Problem:
In the material below, find the line with "Task: put a dot on each instance of the porch" and the line with "Task: put a dot on each instance of the shadow", then output those two lines and every line between them, exactly.

Data section:
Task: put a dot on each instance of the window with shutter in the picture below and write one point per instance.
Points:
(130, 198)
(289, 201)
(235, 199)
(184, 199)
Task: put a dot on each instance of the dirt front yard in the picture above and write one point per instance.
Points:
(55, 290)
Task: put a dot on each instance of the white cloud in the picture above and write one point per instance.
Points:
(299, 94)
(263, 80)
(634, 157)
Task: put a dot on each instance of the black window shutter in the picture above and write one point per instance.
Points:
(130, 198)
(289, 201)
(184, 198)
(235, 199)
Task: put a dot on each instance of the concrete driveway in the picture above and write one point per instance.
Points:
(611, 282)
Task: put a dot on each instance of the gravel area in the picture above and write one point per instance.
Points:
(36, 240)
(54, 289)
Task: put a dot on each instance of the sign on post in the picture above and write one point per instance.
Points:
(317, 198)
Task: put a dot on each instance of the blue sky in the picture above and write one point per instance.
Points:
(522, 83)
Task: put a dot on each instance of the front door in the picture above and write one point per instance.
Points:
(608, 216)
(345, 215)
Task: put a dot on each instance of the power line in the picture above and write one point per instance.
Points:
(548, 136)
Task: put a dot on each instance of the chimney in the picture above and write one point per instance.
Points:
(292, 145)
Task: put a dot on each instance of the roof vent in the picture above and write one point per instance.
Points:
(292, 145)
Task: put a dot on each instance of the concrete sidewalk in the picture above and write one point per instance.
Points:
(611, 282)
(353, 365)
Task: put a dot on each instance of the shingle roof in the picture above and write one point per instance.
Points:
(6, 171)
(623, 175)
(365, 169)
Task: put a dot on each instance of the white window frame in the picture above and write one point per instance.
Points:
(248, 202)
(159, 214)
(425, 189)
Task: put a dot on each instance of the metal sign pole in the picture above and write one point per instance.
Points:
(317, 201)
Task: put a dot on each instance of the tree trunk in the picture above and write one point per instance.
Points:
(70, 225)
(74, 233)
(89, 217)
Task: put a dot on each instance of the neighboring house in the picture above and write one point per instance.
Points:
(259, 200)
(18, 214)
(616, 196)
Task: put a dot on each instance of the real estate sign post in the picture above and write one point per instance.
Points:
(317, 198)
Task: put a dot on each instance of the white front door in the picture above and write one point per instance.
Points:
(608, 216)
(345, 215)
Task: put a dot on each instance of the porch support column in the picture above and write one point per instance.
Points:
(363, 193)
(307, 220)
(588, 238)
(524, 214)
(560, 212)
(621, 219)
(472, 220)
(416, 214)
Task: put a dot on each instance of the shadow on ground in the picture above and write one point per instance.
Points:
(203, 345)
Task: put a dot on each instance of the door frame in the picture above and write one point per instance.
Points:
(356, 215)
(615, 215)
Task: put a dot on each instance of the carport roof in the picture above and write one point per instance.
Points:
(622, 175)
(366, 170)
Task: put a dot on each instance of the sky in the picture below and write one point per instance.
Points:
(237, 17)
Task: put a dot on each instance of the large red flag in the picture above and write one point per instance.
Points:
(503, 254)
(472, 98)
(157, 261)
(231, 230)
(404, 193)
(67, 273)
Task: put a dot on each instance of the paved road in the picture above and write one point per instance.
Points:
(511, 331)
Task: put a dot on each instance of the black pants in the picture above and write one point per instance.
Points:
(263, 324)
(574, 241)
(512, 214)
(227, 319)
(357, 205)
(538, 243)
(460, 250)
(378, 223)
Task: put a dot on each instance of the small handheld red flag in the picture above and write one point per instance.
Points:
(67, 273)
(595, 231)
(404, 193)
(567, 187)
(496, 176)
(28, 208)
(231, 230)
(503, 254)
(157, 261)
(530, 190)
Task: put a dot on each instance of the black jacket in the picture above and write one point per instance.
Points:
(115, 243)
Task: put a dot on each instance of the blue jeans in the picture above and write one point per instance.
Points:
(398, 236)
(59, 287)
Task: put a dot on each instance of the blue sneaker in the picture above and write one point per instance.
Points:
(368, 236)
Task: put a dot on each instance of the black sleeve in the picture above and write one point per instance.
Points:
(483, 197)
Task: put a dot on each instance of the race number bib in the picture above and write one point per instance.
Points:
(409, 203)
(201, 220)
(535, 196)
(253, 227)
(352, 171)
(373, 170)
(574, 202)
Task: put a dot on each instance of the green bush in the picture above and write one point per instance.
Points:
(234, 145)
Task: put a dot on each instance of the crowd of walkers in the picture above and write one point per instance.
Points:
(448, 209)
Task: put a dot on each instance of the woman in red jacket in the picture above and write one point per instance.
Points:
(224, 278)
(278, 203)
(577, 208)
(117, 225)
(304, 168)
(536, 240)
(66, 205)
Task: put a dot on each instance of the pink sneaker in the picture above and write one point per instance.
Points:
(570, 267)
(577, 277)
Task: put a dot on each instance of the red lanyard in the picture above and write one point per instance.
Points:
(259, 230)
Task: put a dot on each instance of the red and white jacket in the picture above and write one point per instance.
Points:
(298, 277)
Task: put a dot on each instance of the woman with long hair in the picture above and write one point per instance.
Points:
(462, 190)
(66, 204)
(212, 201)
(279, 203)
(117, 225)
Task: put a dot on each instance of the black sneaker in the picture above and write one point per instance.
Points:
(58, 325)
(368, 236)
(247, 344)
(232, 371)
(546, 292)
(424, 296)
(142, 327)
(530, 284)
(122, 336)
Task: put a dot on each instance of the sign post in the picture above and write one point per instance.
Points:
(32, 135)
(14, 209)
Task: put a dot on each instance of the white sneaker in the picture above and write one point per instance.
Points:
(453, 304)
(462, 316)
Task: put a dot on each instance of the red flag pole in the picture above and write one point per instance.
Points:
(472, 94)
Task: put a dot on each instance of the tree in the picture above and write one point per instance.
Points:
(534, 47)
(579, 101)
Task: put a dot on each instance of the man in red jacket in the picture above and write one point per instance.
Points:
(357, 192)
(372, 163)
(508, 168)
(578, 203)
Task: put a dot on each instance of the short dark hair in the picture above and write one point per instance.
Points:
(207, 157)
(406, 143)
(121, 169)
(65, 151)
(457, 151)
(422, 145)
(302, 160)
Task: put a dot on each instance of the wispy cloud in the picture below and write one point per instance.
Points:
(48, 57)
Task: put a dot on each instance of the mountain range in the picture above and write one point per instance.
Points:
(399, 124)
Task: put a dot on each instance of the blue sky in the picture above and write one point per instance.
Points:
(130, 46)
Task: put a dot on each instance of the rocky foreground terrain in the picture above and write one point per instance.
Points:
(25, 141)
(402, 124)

...

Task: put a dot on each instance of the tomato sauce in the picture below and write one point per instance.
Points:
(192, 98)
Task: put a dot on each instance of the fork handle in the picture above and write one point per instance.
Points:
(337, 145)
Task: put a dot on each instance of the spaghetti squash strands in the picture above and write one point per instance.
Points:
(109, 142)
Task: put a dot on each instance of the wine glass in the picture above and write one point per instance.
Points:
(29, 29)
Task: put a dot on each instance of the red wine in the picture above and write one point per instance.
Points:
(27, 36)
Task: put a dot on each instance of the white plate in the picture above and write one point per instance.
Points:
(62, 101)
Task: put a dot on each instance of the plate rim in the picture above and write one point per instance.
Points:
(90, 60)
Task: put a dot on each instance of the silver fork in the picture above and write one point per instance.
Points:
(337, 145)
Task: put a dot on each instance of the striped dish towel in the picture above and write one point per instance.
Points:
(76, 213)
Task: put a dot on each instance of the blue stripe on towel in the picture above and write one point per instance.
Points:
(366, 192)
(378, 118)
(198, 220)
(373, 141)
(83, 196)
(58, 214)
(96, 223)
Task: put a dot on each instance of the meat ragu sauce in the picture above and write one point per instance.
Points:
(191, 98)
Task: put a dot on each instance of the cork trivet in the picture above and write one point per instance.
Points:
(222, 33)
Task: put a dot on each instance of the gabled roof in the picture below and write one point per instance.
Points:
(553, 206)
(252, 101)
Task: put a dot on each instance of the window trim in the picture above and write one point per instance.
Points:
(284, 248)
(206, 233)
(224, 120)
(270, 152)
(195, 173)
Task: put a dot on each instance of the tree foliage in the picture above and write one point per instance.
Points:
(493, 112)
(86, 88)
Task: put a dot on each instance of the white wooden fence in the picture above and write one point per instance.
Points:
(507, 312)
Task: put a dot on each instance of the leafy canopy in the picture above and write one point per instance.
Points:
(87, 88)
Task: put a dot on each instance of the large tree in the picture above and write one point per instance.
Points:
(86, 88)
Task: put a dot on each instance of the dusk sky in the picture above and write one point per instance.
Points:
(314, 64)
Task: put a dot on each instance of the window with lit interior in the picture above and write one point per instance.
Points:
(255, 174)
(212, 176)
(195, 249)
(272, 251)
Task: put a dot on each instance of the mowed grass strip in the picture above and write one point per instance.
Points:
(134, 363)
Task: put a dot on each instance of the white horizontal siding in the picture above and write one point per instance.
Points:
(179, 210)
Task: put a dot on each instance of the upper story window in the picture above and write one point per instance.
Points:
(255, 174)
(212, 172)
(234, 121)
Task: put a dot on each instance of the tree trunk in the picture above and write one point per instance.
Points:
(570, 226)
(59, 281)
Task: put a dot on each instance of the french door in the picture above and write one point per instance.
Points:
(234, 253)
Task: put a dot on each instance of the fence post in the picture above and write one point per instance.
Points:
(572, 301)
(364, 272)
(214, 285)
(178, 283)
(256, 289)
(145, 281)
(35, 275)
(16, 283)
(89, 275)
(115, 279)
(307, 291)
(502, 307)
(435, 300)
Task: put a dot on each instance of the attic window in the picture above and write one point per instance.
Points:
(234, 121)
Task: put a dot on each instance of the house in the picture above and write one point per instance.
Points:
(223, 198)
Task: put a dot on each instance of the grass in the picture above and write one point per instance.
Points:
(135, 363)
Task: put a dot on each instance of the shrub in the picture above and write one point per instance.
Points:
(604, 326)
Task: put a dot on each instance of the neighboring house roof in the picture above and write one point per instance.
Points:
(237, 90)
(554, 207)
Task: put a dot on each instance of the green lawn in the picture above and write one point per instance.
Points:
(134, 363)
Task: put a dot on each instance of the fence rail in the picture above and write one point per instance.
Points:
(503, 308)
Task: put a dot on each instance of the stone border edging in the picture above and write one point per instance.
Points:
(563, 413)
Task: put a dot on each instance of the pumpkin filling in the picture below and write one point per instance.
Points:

Result of this task:
Task: put a dot on each instance of the porch support column in the picture above and write one point per instance.
Points:
(363, 193)
(307, 220)
(588, 238)
(524, 214)
(560, 212)
(621, 219)
(472, 220)
(416, 214)
Task: put a dot on each instance of the shadow on ground in the picture above and write one point per instance.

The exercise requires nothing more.